- Task to complete
Return only the lines from the one containing "Need: drop a pin on every instance of the girl" to the end of the entries below, exactly as written, both ends included.

[Dataset entries]
★ ★ ★

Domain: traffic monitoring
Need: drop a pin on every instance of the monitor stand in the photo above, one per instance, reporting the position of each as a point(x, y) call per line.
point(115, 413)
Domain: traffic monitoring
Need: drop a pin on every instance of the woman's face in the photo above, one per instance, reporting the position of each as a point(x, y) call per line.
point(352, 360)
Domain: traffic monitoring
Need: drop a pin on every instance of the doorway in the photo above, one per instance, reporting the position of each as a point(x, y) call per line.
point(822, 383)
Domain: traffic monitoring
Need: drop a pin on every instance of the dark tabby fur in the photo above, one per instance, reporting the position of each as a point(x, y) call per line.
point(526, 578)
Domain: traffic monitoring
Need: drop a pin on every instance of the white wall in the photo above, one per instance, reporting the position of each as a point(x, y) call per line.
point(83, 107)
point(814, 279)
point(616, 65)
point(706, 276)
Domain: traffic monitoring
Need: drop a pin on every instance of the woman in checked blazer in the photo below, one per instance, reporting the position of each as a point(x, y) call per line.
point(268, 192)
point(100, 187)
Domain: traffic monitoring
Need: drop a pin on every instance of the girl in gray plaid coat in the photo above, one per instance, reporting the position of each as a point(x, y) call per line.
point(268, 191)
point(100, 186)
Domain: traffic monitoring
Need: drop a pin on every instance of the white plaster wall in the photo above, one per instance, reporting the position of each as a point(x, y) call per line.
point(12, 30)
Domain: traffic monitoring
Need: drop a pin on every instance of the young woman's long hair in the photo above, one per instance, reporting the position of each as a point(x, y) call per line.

★ ★ ★

- Response to this task
Need: drop a pin on every instance of the girl in gray plaid coat in the photo above, one per instance, reporting the position of each as a point(x, y) call per line.
point(268, 191)
point(100, 186)
Domain: traffic monitoring
Need: drop a pin on every instance of the white plaster wall in the photo above, one per instance, reporting the position of each as a point(x, y) call per line.
point(12, 30)
Domain: traffic monitoring
Need: drop a pin on every instance of the young woman's long hair in the photo above, one per instance, reporting the position of each as a point(x, y) call per line.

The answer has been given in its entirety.